*** Page extract Section Begins ***

Hempstead Lake State Park: Hempstead Lake State Park Update

APRIL 2020 by Brien Weiner

As of this writing, the NYS Department of Environmental Conservation has not approved permits for tree removal or wetlands work for the Hempstead Lake State Park (HLSP) Project, nor has it responded to SSAS comments. Our comments focused on failure to meet DEC standards for dam repair and on inadequate and corrupted testing for toxins, as well as destruction of habitat in one of only two NYS designated Important Bird Areas in Nassau County. The HLSP Project has the potential to cause dam failure, catastrophic flooding, and watershed contamination -- consequences that are beyond irony for a coastal resiliency project funded with a Sandy recovery grant. They reflect the tragedy of a systemic failure of our environmental laws.

*** Page extract Section Ends ***

Quote the Hempstead Lake State Park update between "APRIL 2020 by" and "our environmental laws.", inclusive, word for word.

*** Available data Section Begins ***

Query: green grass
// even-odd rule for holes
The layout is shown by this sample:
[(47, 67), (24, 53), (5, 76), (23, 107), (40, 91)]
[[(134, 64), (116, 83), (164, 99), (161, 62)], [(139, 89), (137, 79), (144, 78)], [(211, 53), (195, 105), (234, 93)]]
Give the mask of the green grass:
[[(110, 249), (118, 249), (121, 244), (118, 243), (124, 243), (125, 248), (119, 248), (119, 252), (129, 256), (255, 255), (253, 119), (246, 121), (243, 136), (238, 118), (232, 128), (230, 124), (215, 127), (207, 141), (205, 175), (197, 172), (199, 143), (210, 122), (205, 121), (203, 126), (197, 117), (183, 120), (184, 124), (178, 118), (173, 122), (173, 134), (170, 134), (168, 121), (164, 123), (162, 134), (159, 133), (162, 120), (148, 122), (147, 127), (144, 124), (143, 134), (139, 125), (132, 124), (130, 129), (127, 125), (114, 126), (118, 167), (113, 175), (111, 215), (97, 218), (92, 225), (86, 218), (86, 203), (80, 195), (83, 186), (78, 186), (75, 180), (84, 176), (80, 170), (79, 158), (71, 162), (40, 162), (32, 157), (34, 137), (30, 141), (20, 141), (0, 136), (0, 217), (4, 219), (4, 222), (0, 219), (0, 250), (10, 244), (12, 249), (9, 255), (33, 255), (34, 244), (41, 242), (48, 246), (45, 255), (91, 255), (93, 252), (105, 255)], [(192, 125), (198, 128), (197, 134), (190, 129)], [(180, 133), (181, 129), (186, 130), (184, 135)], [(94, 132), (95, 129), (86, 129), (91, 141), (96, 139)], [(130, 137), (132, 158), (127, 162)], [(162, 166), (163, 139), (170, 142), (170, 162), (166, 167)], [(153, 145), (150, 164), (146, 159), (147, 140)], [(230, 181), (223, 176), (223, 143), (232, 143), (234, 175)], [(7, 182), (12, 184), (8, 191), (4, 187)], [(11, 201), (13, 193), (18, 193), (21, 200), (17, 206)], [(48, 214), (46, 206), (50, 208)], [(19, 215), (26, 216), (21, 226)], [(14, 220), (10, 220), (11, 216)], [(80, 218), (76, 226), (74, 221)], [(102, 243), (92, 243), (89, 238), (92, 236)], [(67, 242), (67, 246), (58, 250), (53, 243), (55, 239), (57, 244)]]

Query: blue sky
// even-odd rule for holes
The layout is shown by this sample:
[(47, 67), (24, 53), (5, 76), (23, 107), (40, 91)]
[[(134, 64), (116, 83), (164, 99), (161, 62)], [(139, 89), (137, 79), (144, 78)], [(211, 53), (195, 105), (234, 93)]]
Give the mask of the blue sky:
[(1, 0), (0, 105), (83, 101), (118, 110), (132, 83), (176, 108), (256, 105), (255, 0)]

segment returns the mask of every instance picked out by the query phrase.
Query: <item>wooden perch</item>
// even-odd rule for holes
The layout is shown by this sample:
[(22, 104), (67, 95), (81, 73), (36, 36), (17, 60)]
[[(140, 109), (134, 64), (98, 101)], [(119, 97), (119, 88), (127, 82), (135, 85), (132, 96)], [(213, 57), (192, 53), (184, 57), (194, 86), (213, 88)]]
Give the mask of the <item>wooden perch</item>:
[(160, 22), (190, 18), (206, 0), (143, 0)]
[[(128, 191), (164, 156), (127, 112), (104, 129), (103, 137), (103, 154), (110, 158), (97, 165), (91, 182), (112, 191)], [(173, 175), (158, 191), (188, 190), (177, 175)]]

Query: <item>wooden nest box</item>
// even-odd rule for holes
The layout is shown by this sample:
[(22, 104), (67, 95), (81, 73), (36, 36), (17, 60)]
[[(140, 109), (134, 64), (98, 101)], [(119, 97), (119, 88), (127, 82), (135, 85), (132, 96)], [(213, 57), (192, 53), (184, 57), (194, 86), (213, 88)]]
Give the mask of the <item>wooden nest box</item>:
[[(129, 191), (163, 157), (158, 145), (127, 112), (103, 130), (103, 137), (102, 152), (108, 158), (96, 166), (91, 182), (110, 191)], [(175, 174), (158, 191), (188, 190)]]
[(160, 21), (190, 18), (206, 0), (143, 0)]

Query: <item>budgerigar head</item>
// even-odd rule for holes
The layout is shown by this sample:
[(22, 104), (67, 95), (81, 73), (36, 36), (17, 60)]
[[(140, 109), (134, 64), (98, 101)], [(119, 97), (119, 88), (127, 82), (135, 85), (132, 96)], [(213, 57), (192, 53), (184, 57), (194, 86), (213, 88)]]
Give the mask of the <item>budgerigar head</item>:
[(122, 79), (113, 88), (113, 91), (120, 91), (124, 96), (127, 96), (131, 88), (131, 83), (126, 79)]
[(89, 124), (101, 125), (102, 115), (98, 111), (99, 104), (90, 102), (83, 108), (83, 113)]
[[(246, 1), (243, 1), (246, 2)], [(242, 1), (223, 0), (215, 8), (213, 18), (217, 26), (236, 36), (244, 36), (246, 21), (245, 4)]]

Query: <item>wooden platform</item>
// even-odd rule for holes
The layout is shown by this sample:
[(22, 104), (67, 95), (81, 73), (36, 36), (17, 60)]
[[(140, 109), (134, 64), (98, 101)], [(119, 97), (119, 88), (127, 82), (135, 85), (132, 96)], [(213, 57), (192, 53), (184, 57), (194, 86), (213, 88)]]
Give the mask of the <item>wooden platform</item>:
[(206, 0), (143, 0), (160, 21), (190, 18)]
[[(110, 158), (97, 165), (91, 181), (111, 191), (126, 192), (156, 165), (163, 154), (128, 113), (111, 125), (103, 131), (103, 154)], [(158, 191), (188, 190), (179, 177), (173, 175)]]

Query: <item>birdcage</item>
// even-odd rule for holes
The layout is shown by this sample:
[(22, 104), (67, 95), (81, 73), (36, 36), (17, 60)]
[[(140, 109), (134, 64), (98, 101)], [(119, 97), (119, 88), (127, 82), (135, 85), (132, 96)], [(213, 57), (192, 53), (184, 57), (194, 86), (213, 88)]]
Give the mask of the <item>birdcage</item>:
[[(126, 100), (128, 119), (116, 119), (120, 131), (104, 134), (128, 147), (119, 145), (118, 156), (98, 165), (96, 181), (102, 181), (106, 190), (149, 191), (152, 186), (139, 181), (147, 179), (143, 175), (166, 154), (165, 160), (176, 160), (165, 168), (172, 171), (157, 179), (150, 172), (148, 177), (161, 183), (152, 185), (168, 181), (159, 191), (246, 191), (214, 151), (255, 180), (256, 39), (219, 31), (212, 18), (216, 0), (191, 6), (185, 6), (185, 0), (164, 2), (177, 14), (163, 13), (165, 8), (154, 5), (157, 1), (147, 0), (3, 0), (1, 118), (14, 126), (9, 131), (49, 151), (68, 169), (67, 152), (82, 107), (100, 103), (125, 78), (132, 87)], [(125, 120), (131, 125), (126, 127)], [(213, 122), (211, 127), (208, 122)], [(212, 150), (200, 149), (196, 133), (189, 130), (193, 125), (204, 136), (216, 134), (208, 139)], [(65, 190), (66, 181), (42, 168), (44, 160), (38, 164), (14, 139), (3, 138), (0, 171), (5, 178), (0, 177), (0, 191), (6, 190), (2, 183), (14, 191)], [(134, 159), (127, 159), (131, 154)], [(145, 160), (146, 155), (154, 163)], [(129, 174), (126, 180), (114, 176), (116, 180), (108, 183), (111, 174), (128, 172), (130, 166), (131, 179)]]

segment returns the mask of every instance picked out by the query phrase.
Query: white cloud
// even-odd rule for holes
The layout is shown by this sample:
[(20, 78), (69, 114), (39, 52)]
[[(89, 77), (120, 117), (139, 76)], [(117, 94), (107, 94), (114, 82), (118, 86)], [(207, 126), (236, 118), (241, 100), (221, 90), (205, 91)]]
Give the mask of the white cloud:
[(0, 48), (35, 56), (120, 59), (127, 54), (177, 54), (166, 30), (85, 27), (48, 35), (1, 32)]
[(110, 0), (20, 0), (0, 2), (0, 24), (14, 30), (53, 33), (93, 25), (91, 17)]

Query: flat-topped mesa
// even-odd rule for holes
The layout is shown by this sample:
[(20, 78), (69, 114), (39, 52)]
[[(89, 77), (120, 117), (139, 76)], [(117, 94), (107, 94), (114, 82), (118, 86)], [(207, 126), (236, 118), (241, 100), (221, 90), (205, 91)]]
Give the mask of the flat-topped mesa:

*** Available data Section Ends ***

Result of the task.
APRIL 2020 by Brien Weiner

As of this writing, the NYS Department of Environmental Conservation has not approved permits for tree removal or wetlands work for the Hempstead Lake State Park (HLSP) Project, nor has it responded to SSAS comments. Our comments focused on failure to meet DEC standards for dam repair and on inadequate and corrupted testing for toxins, as well as destruction of habitat in one of only two NYS designated Important Bird Areas in Nassau County. The HLSP Project has the potential to cause dam failure, catastrophic flooding, and watershed contamination -- consequences that are beyond irony for a coastal resiliency project funded with a Sandy recovery grant. They reflect the tragedy of a systemic failure of our environmental laws.